These notebooks are used to compare a base and scenario, from expanded surveys or model outputs, in H5 format. To run: from the menu bar above, choose **Cell -> Run All ** or run lines individually. Use the toggle button below to hide/show the raw Python code.

## Person and Household

*Summaries:*
    - Total People & Workers
    - Household Size
    - County Population
    - Age Distribution
    - Worker Types
    - Distance to Work
    - Transit Pass Ownership
    - Vehicle Ownership
---

In [None]:
from IPython.display import HTML

HTML('''<script>
code_show=true; 
function code_toggle() {
 if (code_show){
 $('div.input').hide();
 } else {
 $('div.input').show();
 }
 code_show = !code_show
} 
$( document ).ready(code_toggle);
</script>
<form action="javascript:code_toggle()"><input type="submit" value="Click here to toggle on/off the raw code."></form>''')

In [None]:
import os
import numpy as np
import pandas as pd
import h5py
import pylab as P
from IPython.display import display, display_pretty, Javascript, HTML
from pandas_highcharts.core import serialize
from pandas_highcharts.display import display_charts
import matplotlib.pyplot as plt

# Show charts in notebook
%pylab inline

In [None]:
# Set main model directory to parent directory

# 2006 survey
survey06_dir = r'R:\SoundCast\releases\TransportationFutures2010\scripts\summarize'


# 2014 survey
survey14_dir = r'R:\SoundCast\releases\TransportationFutures2010\scripts\summarize'
# survey14_dir = r'R:\SoundCast\estimation\2014\P5'

In [None]:
# Read Model Scenario Results
scen = h5py.File(survey06_dir + r'/survey-expanded.h5','r+')
scen_name = '2006 Survey'

In [None]:
# Read Base Data
base_file = r'/survey-expanded.h5'
# base_dir = survey14_dir

base = h5py.File(survey14_dir + base_file ,'r+')

AIM 1
In the records, copy word for word every line from the one containing "Segment the distant" through the one containing "Provide the mask of the distant", including both of those lines.

TASK INPUTS
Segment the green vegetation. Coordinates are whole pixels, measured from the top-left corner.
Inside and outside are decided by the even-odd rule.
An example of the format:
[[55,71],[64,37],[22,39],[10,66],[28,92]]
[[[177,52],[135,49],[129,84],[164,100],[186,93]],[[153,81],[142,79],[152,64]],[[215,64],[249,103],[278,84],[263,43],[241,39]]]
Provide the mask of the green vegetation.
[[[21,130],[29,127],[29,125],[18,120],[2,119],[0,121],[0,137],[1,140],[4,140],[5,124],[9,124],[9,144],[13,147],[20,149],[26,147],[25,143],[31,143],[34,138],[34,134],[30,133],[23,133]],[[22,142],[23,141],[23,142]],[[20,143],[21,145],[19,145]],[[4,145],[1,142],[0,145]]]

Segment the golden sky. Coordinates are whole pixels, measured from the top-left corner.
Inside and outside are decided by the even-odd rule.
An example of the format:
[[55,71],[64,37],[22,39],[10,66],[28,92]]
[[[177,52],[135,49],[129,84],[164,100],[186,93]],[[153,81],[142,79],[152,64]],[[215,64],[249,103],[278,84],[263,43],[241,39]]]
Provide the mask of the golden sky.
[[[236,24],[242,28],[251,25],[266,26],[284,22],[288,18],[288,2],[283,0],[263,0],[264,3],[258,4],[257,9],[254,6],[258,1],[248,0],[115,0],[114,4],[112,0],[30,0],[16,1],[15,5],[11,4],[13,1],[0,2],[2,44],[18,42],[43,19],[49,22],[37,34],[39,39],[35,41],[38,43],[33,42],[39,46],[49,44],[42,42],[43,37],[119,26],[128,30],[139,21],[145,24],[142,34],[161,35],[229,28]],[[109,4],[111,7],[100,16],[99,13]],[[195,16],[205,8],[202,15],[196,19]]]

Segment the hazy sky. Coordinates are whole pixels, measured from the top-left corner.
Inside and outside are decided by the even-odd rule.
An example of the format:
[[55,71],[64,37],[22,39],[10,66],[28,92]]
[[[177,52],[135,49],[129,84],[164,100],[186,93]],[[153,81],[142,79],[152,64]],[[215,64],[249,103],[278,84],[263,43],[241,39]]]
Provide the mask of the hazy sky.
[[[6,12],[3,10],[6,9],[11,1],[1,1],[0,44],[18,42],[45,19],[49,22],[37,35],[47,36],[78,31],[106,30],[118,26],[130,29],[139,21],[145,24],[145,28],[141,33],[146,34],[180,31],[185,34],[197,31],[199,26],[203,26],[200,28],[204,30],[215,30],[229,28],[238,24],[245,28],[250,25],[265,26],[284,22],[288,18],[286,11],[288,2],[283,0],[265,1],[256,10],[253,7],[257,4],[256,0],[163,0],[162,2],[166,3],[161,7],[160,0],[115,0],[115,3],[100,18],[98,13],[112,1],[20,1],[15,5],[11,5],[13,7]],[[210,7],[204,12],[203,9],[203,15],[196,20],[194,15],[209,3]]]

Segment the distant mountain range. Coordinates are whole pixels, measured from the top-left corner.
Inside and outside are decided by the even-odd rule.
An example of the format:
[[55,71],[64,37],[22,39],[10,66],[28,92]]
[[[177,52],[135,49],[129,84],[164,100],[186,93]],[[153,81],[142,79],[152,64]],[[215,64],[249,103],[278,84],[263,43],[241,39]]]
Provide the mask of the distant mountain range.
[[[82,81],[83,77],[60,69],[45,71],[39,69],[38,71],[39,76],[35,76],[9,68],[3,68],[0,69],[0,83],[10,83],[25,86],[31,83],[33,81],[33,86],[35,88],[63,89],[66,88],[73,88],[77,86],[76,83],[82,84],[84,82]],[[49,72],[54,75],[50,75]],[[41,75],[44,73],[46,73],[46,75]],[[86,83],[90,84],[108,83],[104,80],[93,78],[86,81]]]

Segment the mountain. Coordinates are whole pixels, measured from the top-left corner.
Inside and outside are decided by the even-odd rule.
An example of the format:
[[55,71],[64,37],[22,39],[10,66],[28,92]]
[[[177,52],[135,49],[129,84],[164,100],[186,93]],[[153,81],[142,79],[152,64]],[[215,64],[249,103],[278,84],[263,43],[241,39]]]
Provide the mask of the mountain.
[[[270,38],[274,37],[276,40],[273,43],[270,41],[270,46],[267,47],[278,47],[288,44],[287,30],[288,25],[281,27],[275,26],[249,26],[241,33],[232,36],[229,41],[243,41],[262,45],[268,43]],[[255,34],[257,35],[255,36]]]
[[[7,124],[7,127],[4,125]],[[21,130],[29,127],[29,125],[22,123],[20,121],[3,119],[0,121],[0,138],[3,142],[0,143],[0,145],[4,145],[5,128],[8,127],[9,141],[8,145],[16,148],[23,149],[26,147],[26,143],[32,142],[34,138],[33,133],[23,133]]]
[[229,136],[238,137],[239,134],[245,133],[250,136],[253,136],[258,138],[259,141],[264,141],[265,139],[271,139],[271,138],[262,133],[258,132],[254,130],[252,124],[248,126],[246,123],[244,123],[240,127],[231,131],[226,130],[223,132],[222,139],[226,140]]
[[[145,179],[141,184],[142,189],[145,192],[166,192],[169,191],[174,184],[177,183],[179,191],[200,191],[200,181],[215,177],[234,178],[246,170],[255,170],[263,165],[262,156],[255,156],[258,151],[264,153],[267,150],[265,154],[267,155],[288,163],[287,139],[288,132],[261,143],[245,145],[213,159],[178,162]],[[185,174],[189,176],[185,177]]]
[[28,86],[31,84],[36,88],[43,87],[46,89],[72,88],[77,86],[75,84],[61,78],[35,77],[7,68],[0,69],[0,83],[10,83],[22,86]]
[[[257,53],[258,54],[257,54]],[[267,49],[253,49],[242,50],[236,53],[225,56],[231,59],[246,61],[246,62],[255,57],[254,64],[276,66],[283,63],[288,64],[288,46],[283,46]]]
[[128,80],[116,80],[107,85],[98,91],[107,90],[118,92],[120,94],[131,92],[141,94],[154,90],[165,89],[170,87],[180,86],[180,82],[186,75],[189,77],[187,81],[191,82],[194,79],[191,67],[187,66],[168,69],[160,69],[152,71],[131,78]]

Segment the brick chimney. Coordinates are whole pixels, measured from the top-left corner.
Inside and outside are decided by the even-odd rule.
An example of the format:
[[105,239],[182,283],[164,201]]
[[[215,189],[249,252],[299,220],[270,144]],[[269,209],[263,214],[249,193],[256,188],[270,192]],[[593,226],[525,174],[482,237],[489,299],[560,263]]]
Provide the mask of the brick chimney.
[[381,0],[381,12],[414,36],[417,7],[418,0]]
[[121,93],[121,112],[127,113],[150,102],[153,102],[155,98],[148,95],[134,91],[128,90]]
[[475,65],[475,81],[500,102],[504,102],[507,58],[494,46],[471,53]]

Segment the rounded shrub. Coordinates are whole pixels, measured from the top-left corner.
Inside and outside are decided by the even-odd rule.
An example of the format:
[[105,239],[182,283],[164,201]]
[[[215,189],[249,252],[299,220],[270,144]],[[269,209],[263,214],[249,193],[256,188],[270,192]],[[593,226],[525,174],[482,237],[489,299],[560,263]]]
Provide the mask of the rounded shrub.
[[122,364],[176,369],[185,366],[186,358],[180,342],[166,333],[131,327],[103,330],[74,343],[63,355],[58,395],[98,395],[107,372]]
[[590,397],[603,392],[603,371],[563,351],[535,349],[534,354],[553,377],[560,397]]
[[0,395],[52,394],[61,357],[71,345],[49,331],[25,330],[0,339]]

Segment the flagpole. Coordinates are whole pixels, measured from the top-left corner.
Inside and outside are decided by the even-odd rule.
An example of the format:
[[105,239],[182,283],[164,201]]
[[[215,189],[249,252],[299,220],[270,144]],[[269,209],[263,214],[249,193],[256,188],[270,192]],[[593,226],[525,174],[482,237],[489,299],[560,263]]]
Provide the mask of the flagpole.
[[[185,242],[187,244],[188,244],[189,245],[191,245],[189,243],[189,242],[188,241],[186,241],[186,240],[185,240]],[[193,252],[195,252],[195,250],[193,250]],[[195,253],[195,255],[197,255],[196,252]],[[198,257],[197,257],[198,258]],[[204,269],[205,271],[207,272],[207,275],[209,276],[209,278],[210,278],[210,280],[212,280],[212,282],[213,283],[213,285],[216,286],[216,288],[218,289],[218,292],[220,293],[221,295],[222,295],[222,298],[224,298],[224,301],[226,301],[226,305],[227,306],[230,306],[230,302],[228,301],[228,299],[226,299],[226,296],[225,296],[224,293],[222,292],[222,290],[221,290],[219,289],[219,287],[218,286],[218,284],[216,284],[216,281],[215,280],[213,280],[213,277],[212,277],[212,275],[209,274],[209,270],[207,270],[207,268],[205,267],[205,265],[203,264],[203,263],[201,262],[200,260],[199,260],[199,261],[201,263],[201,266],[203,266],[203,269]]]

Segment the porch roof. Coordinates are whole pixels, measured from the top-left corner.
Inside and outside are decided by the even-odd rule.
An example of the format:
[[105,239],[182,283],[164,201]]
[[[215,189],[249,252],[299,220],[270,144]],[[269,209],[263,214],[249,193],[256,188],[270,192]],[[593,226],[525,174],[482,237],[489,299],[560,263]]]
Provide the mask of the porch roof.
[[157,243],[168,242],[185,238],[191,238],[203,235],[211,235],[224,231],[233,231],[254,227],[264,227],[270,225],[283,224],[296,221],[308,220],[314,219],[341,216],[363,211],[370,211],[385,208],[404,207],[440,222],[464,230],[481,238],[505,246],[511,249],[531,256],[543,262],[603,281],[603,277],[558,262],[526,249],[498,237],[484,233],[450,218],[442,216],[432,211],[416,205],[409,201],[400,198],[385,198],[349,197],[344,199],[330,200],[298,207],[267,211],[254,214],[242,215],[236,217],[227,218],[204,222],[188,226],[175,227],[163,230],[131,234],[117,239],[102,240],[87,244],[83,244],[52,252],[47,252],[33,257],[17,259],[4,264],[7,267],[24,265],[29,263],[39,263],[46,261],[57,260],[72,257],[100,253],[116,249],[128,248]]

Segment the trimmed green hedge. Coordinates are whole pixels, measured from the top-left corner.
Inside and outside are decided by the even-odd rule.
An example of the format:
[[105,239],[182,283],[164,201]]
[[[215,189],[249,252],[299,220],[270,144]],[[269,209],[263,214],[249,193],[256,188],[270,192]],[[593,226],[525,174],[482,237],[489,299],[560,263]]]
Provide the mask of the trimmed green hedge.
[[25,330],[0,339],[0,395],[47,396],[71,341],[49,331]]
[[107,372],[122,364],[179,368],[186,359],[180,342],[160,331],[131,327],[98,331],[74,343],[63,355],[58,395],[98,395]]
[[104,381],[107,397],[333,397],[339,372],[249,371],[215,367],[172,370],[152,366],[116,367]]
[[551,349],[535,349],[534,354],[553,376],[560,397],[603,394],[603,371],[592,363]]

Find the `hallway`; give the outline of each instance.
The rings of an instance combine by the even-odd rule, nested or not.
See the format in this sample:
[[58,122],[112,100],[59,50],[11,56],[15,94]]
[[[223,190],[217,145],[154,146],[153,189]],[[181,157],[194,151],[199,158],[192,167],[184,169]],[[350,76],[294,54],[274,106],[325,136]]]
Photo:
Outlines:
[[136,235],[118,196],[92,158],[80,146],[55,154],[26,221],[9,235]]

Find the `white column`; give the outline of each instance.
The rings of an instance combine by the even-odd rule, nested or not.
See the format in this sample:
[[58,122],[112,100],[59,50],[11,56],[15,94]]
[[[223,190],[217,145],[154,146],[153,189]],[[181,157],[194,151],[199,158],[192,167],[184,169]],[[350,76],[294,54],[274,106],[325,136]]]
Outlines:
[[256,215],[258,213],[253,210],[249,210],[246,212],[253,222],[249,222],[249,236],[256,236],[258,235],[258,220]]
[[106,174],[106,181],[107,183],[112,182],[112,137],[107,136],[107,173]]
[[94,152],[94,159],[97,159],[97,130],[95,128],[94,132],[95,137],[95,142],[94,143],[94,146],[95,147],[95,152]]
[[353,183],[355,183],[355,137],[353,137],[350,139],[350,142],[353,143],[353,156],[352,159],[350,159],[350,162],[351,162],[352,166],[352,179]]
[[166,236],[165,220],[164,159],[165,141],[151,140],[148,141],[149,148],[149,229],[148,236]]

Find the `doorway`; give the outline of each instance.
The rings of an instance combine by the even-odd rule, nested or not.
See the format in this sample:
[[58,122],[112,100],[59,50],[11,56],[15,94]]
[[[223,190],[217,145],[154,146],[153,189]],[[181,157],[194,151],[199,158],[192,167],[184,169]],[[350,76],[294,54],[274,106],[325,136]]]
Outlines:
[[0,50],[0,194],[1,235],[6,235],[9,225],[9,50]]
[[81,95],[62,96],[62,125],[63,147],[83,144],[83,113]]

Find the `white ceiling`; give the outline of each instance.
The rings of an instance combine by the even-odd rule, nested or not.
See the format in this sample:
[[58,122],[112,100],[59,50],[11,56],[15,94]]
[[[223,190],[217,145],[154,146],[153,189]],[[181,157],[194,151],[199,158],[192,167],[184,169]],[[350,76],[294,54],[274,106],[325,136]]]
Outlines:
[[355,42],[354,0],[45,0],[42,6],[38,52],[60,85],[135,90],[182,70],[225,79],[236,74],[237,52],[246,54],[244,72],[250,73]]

AIM 2
According to the notebook, in what file format are the base and scenario stored?

COMPLETE OUTPUT 1
Segment the distant mountain range. Coordinates are whole pixels, measured from the top-left corner.
Inside and outside are decided by the even-odd rule.
An example of the format:
[[55,71],[64,37],[22,39],[10,66],[28,92]]
[[[177,52],[135,49],[129,84],[164,100],[186,93]],[[153,81],[142,79],[152,64]],[[215,64],[249,103],[278,84],[263,43],[241,39]]]
Provide the mask of the distant mountain range.

COMPLETE OUTPUT 2
H5 format.